━━ СТРАНИЦА

Розин Вадим Маркович
Розин Вадим Маркович
Я познакомился с Г.П. Щедровицким (далее также Юра) осенью 1959 г. В то время я учился на втором курсе физико-технического факультета Московского педагогического института им В.П. Потемкина и искал себя в науке. Мы сразу понравились друг другу и договорились создать на факультете кружок по философии физики; он брал на себя руководство, а я должен быть старостой. На семинары кроме него, меня и студентов приходили Борис Сазонов, Володя Костеловский, Владимир Лефевр. Довольно скоро наши отношения с Юрой стали неформальными, для меня он был абсолютный авторитет, учитель, друг.
Насколько я понимаю, я был одним из первых учеников, на кого он возлагал большие надежды и потому не жалел времени на мое образование. В течение 4-5 лет он читал все мои работы, делал по ним замечания, иногда правил. Самые первые, две-три, мои научные работы я написал с его помощью: Юра показал, как строить рассуждение, сценировать сюжет и пр. Мы много встречались, разговаривали обо всем, кроме политики. Иногда он был очень откровенным. Помню, однажды, он пришел на встречу предельно взволнованный. Я спросил, что случилось. У меня родился сын,– ответил Юра, и стал рассказывать о своих взаимоотношениях с женой. Можно с уверенностью утверждать, что своих близких учеников (после меня был Олег Генисаретский, потом Виталий Дубровский) он не просто поддерживал всеми возможными способами (даже приписывая нам несуществующие достоинства и открытия), но и нежно любил, что не мешало ему в каких-то ситуациях быть достаточно жестким.
Курс ученичества я проходил параллельно с решением творческих задач. Уже в 60-м году выступал на семинаре с самостоятельными соображениями по поводу происхождения счета. В том же году Юра дал мне из собственной библиотеки книги Аристотеля и ориентировал на серьезное изучение философии. Летом того же года почти все лето я читал кандидатскую диссертацию А. Зиновьева. Около месяца ничего не понимал, но упорно разбирал в день по одной или две страницы текста; потом что-то произошло, и я стал понимать работу Зиновьева. Юра был поражен, вероятно, думал, что я не справлюсь. Осенью 1960 года я стал ходить на домашние семинары Щедровицкого и в Институт психологии на Комиссию по психологии мышления и логике; помню, доклад на Комиссии Вадима Садовского; когда Юра спросил, что я понял, ответил: не больше половины произнесенных слов.
Включившись в работу семинара, я получил от него задание проанализировать происхождение «Начал» Евклида, чем и занимался много лет. Параллельно делал доклады и по другим темам, которые ставились для обсуждения, активно участвовал в обсуждении докладов других участников семинара. Кажется, за много лет не пропустил ни одного семинара и не отказался ни от одной из задач, поставленных передо мной Щедровицким. Много лет отвечал за перепечатку сделанных на семинаре докладов. Для этого составлялось расписание работы с машинисткой Верой Сергеевной, собирались деньги для оплаты ее труда, а главное, всем нам приходилось много диктовать с магнитофона. Текст доклада должен быть аутентичным по содержанию и приемлемым по форме. Вера Сергеевна говорила, что после ГП я диктую лучше остальных. Еще, уловив мою наивность и легкую провинциальность, что, вероятно, для тех лет было верно, она как-то бросила: «Какой Вы, Вадим, еврей, Вы – русский лапоть».

━━━━
━━ ИСХОДНЫЕ ДАННЫЕ

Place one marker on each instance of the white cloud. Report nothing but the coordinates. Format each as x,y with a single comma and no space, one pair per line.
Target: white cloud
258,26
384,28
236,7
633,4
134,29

━━━━

• [ЧТО СДЕЛАТЬ]:
1 > Перескажите абзац текста, начинающийся словами «Курс ученичества я проходил», в виде короткого списка и сохраните его основные факты.
2 > Масштабируйте листинг: повторите все его строки вместе с запросами, умножив каждую координату в ответах на 0,9. Результаты округлите до целых, половины округляйте вверх.
Текст и листинг никак не связаны между собой.

• [РЕШЕНИЯ]:
1 >
- Ученичество шло параллельно с решением творческих задач.
- В 1960 году — выступление на семинаре с самостоятельными соображениями о происхождении счета.
- В том же году Юра дал книги Аристотеля из своей библиотеки и направил на серьезное изучение философии.
- Летом — чтение кандидатской диссертации А. Зиновьева: около месяца ничего не было понятно, разбор шел по одной-две страницы в день, затем пришло понимание. Юра был поражен.
- С осени 1960 года — посещение домашних семинаров Щедровицкого и Комиссии по психологии мышления и логике в Институте психологии.
- На вопрос Юры о докладе Вадима Садовского на Комиссии последовал ответ, что понято не больше половины произнесенных слов.

2 >
Place one marker on each instance of the white cloud. Report nothing but the coordinates. Format each as x,y with a single comma and no space, one pair per line.
Target: white cloud
232,23
346,25
212,6
570,4
121,26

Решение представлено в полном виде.